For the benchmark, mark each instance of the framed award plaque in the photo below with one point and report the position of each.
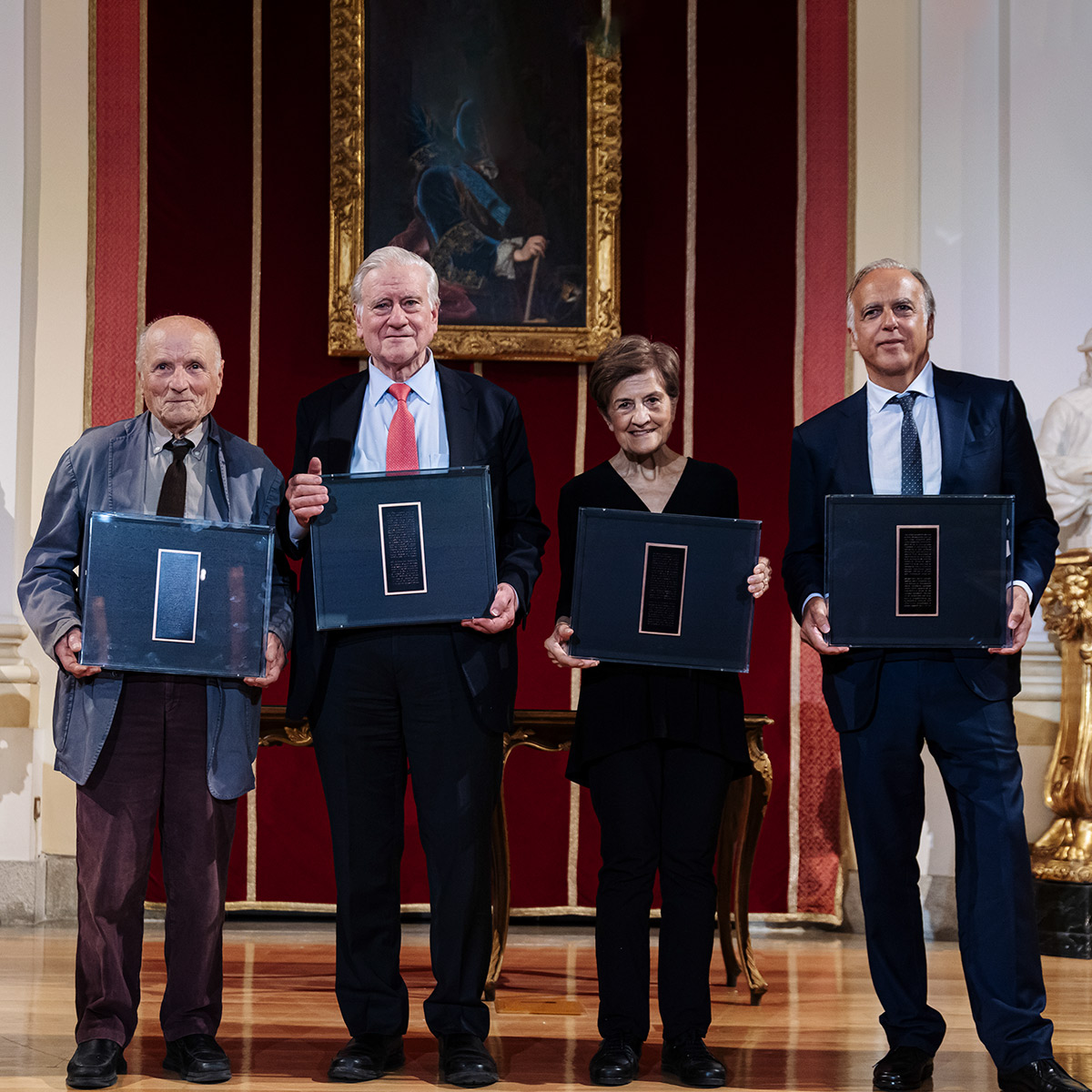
(663, 590)
(183, 596)
(396, 550)
(923, 571)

+--

**What needs to be done:** Can you recast all the rows above as a numbered list, leaving out blank lines and omitting the pictures?

**Finished answer:**
1. For the benchmark, mark each instance of the framed award plaque in the photo below with one point and report the position of each.
2. (663, 590)
3. (183, 596)
4. (396, 550)
5. (923, 571)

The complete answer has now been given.